Would you reproduce the entries that follow exactly as they appear?

Exercise data:
────────────────

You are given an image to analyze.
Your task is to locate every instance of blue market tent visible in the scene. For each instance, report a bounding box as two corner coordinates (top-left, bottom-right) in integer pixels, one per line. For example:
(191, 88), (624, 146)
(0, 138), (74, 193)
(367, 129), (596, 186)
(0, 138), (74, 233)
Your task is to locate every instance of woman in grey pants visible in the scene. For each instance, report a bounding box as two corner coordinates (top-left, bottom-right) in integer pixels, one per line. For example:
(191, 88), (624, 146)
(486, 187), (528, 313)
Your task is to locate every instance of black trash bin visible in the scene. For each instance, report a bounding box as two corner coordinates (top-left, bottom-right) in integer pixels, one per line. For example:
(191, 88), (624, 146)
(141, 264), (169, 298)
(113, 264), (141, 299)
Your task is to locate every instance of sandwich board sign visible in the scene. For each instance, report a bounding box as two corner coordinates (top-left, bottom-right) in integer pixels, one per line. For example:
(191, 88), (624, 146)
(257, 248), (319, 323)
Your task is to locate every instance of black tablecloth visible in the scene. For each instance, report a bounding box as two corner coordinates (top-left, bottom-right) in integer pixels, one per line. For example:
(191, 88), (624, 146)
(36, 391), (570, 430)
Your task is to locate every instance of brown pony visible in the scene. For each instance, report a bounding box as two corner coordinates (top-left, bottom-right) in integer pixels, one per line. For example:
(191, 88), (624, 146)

────────────────

Exercise output:
You are given an image to analyze.
Your task is to locate every instance of blue market tent visible in the scene. For each instance, report a bounding box as two corner coordinates (top-left, bottom-right) in integer pixels, one per line. For example:
(191, 88), (624, 146)
(0, 138), (74, 193)
(367, 129), (596, 186)
(0, 138), (74, 233)
Your task is to locate every instance of woman in grey pants visible in the scene. For each instance, report a bounding box as two corner coordinates (top-left, bottom-right) in integer pixels, one per line. For example:
(191, 88), (624, 146)
(486, 187), (528, 313)
Your task is to locate every instance of black trash bin visible in the scene. For each instance, report a bounding box as two corner coordinates (top-left, bottom-right) in integer pixels, one per line. For example:
(191, 88), (624, 146)
(141, 264), (169, 298)
(113, 264), (141, 299)
Your task is to locate every instance of sandwich board sign visible in the scene. For each instance, report a bounding box as two corner coordinates (top-left, bottom-right) in integer pixels, one per line. For example:
(191, 88), (624, 146)
(257, 248), (319, 323)
Your task is to locate every instance of black tablecloth visible in the scene. For each instance, report a bounding box as two corner coordinates (top-left, bottom-right) in integer pixels, one per line. For example:
(191, 88), (624, 146)
(36, 391), (570, 430)
Your task is to locate every instance of brown pony visible in the scene. For each instance, report a bounding box as two corner coordinates (top-left, bottom-right) in integer pixels, one per line. For example:
(191, 88), (624, 146)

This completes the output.